====== RECORDS SUPPLIED

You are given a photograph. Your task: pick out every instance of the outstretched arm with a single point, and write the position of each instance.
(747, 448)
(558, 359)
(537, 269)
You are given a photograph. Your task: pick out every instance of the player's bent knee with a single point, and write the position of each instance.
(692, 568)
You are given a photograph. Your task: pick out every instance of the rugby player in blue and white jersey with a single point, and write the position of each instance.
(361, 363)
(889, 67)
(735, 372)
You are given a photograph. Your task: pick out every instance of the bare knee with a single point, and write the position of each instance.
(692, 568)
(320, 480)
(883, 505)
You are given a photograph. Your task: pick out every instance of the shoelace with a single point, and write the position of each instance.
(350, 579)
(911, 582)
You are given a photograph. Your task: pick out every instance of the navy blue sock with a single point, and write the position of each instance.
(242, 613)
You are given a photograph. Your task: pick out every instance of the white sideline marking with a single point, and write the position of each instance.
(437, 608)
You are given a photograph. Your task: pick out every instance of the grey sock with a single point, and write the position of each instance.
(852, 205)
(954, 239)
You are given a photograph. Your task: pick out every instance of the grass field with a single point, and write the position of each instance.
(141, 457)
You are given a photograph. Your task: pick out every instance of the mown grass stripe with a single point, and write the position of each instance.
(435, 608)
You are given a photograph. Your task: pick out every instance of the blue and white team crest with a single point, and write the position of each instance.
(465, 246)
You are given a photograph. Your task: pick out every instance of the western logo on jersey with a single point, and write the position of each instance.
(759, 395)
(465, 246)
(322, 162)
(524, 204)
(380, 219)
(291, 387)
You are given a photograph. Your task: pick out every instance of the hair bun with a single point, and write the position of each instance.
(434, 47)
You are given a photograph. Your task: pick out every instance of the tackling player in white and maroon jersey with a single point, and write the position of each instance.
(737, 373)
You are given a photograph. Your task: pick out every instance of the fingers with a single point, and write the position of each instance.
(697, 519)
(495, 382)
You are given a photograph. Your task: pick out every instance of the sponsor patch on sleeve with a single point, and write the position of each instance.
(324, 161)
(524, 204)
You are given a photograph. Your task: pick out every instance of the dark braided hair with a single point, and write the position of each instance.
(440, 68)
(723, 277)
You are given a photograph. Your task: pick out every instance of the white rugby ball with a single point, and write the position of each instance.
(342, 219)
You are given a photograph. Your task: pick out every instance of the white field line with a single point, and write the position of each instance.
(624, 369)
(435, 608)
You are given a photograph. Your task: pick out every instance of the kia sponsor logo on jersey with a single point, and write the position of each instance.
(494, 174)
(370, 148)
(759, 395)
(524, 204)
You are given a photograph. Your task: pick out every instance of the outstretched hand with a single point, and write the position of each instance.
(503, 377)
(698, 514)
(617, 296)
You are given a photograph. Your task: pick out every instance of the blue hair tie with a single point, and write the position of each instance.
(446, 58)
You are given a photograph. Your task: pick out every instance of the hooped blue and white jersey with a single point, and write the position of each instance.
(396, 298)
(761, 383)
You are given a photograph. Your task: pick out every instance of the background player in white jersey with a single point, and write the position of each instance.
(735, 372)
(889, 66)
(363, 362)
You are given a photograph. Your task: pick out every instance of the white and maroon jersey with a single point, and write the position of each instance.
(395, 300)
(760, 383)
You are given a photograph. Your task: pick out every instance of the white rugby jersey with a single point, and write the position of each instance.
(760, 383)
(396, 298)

============

EXERCISE AIM: Without altering a single word, reproduce the entries above.

EXERCISE RESPONSE:
You are given a photograph. Your task: pick out every instance of the outstretched arm with a single point, and write the position of each instance.
(747, 448)
(558, 359)
(537, 269)
You are given a photograph. Your task: pick out every instance of the player's bent knee with a single point, and write the position of each instance.
(692, 568)
You are given a photograph. Your task: pick out every instance of the rugby player in blue and white jersey with a single point, and write the position of each instance.
(361, 363)
(889, 67)
(735, 372)
You are given a photograph. Your task: pick out every instance of the bare knee with a single point, and write the position of each instance.
(692, 568)
(320, 480)
(883, 505)
You are given a photograph. Your task: pick out every instance of the shoelace with a single point, and write the position of each instance.
(350, 579)
(911, 582)
You are given a photograph. Your task: pick out every instance of the navy blue sock with a single point, and write the position of each instance.
(242, 613)
You are given a photograph. Your task: pick out every instance of the white sideline marking with a single point, and write the position of each instance.
(437, 608)
You are given a photograph. Your task: pick out every instance of the grey sock with a single point, and write the position of each instance.
(852, 205)
(954, 239)
You are given a photograph. Your task: pick out every instance of the grass field with a single point, and write the position of each instance.
(141, 457)
You are given a photograph. Your task: pick out every instance of the mown grass stripe with a single point, and write the position of each instance.
(435, 608)
You are given a photograph. Your task: pick out every instance of the blue and white team crest with a single point, and write the position of each instance.
(465, 246)
You are given a photograph. Your task: pick out every instance of the western logo on jersey with a single point, and write the position of each instance.
(759, 395)
(465, 246)
(322, 162)
(524, 204)
(380, 219)
(291, 387)
You are given a photograph. Your task: pick out every instance of the hair bun with a single point, and write the position of each instance.
(434, 47)
You are given a photograph. Your task: pick out every instance of the tackling player in white and maroon jersey with a single point, and write the position of each instance.
(737, 373)
You are given a photograph. Your task: pick out every instance of the fingers with a single point, and write the position of each instance.
(697, 519)
(495, 382)
You are given a photograph. Your task: pick out every instance of the sponsor patch on sleeve with a single point, and write the position of each instance.
(324, 161)
(524, 204)
You are given a photograph. Your task: pick out every instance of the dark braided hair with a single point, and write the position of each instance.
(440, 68)
(723, 277)
You are given a photograph. Your task: pick out every instance of the white rugby ball with a single point, and write the position of each instance.
(342, 219)
You are given a photograph. Your task: pick out every instance of the white field line with a single point, and write the position of each instance.
(624, 369)
(435, 608)
You are given a photograph. Your task: pick out every instance of the kia sponsor logo on jersey with a single point, and write the position of each instance.
(494, 174)
(370, 148)
(759, 395)
(524, 204)
You are given a photograph. Your task: pick out every instance of the outstretched hand with a single point, and write the position of each instance.
(503, 377)
(698, 514)
(617, 296)
You are given a photograph. Your task: pick out every instance of the blue hair tie with a single point, and write the position of each instance.
(446, 58)
You are given a photograph. Your task: pick out every instance of the hooped blue and white jersey with a single point, and write the position of each instance.
(396, 298)
(761, 383)
You are given a photograph. Your task: pick out every instance of the background player in white jersey with a single point, and write the position of each instance.
(735, 372)
(889, 66)
(363, 362)
You are given a photograph. Your task: pick out every instance of the white and maroon jersey with a single point, and write the position of each instance.
(395, 300)
(760, 383)
You are given a photograph. Your task: pick out every instance of the white rugby jersey with a single point, and write the position of each instance.
(760, 383)
(396, 298)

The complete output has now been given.